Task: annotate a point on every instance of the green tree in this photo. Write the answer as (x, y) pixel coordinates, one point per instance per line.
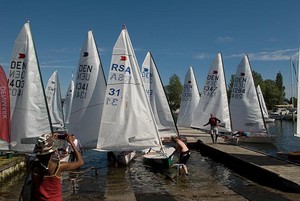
(173, 92)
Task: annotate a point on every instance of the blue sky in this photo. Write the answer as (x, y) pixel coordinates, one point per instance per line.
(179, 33)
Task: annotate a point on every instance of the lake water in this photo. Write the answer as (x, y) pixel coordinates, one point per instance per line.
(208, 180)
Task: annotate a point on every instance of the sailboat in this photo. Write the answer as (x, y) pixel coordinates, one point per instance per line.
(189, 100)
(295, 155)
(263, 106)
(54, 102)
(213, 99)
(158, 99)
(247, 117)
(88, 98)
(162, 113)
(4, 112)
(68, 101)
(127, 123)
(29, 112)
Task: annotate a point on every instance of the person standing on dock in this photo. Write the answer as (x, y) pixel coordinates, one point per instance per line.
(183, 150)
(213, 121)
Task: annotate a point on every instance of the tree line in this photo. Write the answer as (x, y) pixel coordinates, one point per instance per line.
(272, 90)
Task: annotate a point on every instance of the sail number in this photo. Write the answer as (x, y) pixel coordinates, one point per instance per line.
(81, 90)
(16, 87)
(114, 97)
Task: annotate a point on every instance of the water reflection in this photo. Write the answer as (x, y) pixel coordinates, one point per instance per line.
(207, 179)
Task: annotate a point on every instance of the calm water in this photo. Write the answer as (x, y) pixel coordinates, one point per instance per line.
(208, 180)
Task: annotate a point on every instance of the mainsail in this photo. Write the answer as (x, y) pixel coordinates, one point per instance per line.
(262, 102)
(244, 104)
(127, 122)
(213, 98)
(53, 96)
(68, 101)
(297, 134)
(4, 108)
(88, 96)
(189, 100)
(157, 97)
(29, 111)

_ _ _

What needs to be done: Copy every one of the records above line for line, without changing anything, and omit the pictures from your copy.

Finished exercise:
Task: annotate a point on every instance of the green tree in this photo. Write the answer as (x, y) pixel coordinates, one point per instance per line.
(173, 92)
Task: annotate a point on every instance of the blue sky in this photo. Write the answer as (x, y) pixel coordinates, one point per instance per line.
(179, 33)
Task: annotate a point on every instance of the lake water in this photo. Write the answer as (x, y) pixel coordinates, one point per instance per line.
(208, 180)
Task: annotate a point on every instance of the sailboat in this photo. Write the answer as (x, y) pixel coordinates, one point per instance per line.
(189, 100)
(295, 155)
(263, 106)
(54, 102)
(213, 99)
(158, 99)
(247, 117)
(88, 98)
(162, 113)
(4, 112)
(68, 101)
(127, 123)
(29, 112)
Task: annotate a point on every instance of the person standing on dock in this photo. Write the answer as (x, y) pixel coordinates, one point per instance per line.
(183, 150)
(213, 121)
Task: annotate a point on every instance of the tree line in this photo. Write the answer as (x, y) pixel coordinates, one point per instance per line.
(272, 90)
Task: annotate a point on every instance of the sail number in this photo. Write the answer as (x, y) pixel coordinates, one point per instance per line.
(81, 90)
(16, 87)
(114, 97)
Task: annotate a point on every instance of the water reflection in this photo. Write the answer as (x, y) pixel coordinates, one point per instance per line.
(207, 179)
Task: annotate a point on every instance of the calm water in this photo. Write the answer as (x, y) pixel coordinates, one point per instance per line.
(208, 180)
Task: annotate a point on every instance of the mainsail in this photo. Write the answer as (x, y) pixel coordinates, one point per instance per line.
(262, 102)
(244, 104)
(127, 122)
(213, 98)
(53, 96)
(68, 101)
(297, 134)
(4, 108)
(88, 96)
(189, 100)
(157, 97)
(29, 111)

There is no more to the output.